### [Required task]
Rewrite the records from their first line through the line that contains "<instances>", putting "nonzero" in place of "even-odd" and leaving everything else unchanged.

### [Provided data]
=-=-=
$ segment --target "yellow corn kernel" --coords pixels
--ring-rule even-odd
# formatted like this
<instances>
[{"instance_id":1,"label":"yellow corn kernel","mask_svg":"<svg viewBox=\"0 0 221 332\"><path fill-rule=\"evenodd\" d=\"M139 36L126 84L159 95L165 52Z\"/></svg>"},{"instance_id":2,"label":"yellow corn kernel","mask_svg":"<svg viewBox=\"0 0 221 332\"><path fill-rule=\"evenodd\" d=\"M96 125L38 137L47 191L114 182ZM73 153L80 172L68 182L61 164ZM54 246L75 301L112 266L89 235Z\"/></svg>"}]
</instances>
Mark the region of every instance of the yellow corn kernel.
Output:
=-=-=
### [Answer to this task]
$ segment --target "yellow corn kernel" --coords pixels
--ring-rule nonzero
# formatted like this
<instances>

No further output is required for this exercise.